Exercise prompt » Pull out every item below and reproduce each line verbatim, in its original order.

★ ★ ★ ★ ★

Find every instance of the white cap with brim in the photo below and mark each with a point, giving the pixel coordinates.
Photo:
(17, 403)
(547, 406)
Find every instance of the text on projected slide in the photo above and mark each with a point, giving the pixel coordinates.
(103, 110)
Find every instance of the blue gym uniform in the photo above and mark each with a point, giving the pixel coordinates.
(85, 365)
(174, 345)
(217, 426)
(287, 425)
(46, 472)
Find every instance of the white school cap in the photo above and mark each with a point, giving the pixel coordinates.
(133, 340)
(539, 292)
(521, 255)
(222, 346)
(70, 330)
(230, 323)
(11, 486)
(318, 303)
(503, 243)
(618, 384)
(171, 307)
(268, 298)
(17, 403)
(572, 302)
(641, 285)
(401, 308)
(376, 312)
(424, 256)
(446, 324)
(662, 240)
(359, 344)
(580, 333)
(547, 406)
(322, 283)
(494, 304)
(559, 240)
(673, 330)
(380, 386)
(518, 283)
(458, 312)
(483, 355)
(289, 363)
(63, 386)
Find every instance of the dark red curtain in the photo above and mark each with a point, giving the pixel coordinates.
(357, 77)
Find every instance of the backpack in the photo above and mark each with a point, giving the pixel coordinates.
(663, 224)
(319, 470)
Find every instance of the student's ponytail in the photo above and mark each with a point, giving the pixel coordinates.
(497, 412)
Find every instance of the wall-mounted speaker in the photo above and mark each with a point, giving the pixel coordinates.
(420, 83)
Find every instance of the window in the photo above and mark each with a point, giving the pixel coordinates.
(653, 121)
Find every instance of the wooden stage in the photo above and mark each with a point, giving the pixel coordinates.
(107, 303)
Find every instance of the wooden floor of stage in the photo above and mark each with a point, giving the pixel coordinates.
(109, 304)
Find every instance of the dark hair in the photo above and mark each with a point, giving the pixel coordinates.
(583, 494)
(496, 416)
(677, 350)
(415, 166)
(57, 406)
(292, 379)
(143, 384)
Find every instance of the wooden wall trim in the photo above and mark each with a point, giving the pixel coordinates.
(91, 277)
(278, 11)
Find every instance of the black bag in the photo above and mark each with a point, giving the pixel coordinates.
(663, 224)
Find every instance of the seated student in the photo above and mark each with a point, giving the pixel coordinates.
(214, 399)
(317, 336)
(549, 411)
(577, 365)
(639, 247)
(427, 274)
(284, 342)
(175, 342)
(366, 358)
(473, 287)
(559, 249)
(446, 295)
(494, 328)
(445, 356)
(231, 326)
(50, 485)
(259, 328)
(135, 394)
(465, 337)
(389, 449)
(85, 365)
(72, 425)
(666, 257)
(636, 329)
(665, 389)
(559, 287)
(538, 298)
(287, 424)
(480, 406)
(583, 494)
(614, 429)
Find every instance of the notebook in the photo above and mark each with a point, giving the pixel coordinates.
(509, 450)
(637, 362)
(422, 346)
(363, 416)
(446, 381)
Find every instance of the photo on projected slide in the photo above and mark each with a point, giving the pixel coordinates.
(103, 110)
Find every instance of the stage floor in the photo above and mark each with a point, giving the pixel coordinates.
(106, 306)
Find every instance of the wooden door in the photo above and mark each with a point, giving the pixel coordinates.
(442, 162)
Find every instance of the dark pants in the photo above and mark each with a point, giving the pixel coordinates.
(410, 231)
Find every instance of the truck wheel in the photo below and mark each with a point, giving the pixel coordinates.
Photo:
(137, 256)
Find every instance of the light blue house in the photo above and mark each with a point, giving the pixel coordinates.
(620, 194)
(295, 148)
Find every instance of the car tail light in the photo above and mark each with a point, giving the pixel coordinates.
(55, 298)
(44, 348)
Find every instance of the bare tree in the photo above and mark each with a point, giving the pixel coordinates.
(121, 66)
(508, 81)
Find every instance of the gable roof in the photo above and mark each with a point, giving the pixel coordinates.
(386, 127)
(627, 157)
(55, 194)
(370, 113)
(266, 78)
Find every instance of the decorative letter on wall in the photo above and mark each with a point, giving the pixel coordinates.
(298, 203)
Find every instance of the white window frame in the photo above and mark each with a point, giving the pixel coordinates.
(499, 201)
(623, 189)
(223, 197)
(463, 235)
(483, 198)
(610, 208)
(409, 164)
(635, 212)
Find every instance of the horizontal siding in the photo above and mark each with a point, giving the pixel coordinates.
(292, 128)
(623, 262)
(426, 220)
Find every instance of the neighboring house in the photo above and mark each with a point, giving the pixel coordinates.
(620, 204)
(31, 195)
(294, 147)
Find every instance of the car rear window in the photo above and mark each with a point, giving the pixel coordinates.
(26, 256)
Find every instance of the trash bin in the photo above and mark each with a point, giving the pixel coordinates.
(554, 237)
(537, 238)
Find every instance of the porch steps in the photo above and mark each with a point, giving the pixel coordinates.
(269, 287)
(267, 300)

★ ★ ★ ★ ★

Worked solution »
Find every instance of the white cap with brim in the photo below and mark each with a point, giving the pixel coordinates.
Photo:
(17, 403)
(547, 406)
Find every instance of the text on projected slide in the photo above and mark each with a point, giving the pixel coordinates.
(103, 110)
Find every instance of the blue gym uniform in the photo above and mark each with a point, giving the pixel coordinates.
(85, 365)
(174, 345)
(217, 426)
(287, 425)
(46, 472)
Find every instance of the white school cap in the photo above and mark each with a point, giving the pixel coordinates.
(133, 340)
(539, 292)
(521, 255)
(222, 346)
(70, 330)
(230, 323)
(11, 486)
(318, 303)
(503, 243)
(618, 384)
(171, 307)
(268, 298)
(17, 403)
(572, 302)
(641, 285)
(401, 308)
(376, 312)
(424, 256)
(446, 324)
(662, 240)
(359, 344)
(580, 333)
(547, 406)
(322, 283)
(494, 304)
(559, 240)
(673, 330)
(380, 386)
(518, 283)
(458, 312)
(483, 355)
(289, 363)
(63, 386)
Find every instance of the dark red curtain in the photo above and mark each with a point, giving the pixel coordinates.
(357, 77)
Find every instance of the backpack in the photo above and mark each with a point, giving the pixel coordinates.
(663, 224)
(319, 470)
Find every instance of the student's ponytail in the photo above and mark each with a point, giving the pixel coordinates.
(497, 412)
Find every instance of the wall-mounted speaker in the photo above and mark each with a point, giving the pixel coordinates.
(420, 83)
Find every instance of the window in the photo above and mark each with a point, giving the pixel coordinates.
(653, 121)
Find every instance of the wooden stage in the photo above and mark each with a point, giving the pixel coordinates.
(107, 303)
Find every instance of the wooden floor of stage in the photo above and mark each with a point, giving the pixel coordinates.
(109, 304)
Find every instance of the dark hair in the photo above and mark each with a point, giving the pixel coordinates.
(583, 494)
(496, 416)
(677, 350)
(415, 166)
(57, 406)
(292, 379)
(143, 384)
Find every instance of the wooden wall trim in the photo above and mark each with a point, giving the pixel coordinates.
(91, 277)
(278, 11)
Find every instance of the black bag in the photo above and mark each with a point, giving the pixel coordinates.
(663, 224)
Find every instance of the seated student in the photo above and mark each with a point, giving the pixel coordinates.
(214, 399)
(317, 336)
(549, 411)
(577, 365)
(639, 247)
(427, 274)
(284, 342)
(175, 342)
(366, 358)
(473, 287)
(559, 249)
(446, 295)
(494, 328)
(445, 356)
(231, 326)
(50, 485)
(259, 328)
(135, 394)
(465, 337)
(389, 449)
(85, 365)
(72, 425)
(666, 257)
(636, 329)
(665, 389)
(559, 287)
(538, 298)
(287, 424)
(480, 406)
(583, 494)
(614, 429)
Find every instance of the notebook in the photo above and mark each with a point, giving the pixel coordinates.
(509, 450)
(637, 362)
(422, 346)
(363, 416)
(446, 381)
Find every instance of the photo on projected slide in the photo above and mark each with a point, giving the pixel coordinates.
(103, 110)
Find every instance of the stage floor in the photo above and mark each with a point, giving the pixel coordinates.
(106, 306)
Find every instance of the wooden door in the photo above and mark each with a point, giving the pixel coordinates.
(442, 162)
Find every instance of the dark pants in the photo above and mark each with a point, giving the pixel coordinates.
(410, 231)
Find every instance of the truck wheel in the photo below and mark each with a point, giving the pixel coordinates.
Photo:
(137, 256)
Find every instance of the light blue house in the photo above and mark each with a point, giving the pixel coordinates.
(620, 194)
(295, 148)
Find every instance of the car tail light in the photo above and mark each with a point, giving the pixel coordinates.
(55, 298)
(44, 348)
Find every instance of the bare tree in the photo above and mark each with a point, giving the pixel coordinates.
(121, 66)
(508, 81)
Find every instance of the gable roof in the photo above and mark each with a point, giving the pixel coordinates.
(386, 127)
(627, 157)
(55, 194)
(370, 113)
(266, 78)
Find every instance of the decorative letter on wall in the photo above and mark each with a point, giving the pixel coordinates.
(298, 203)
Find every instance of the white window frame in the photo above and mark each with a point, giving the pixel coordinates.
(499, 201)
(623, 189)
(223, 197)
(463, 235)
(483, 198)
(610, 208)
(409, 164)
(635, 212)
Find every instance of the horizontal siding in the photo above and mark each with a point, giving the pixel coordinates.
(292, 128)
(623, 262)
(426, 220)
Find every instance of the neighboring house in the photo above and mark each with a point, giving the pixel coordinates.
(620, 204)
(31, 195)
(294, 147)
Find every instance of the car rear window in the photo above and mark each with a point, giving the pixel coordinates.
(26, 256)
Find every instance of the trash bin in the photo above and mark each with a point, giving the pixel coordinates.
(554, 237)
(537, 238)
Find every instance of the porch steps in the photo above and mark each with a point, giving the pixel coordinates.
(269, 287)
(267, 300)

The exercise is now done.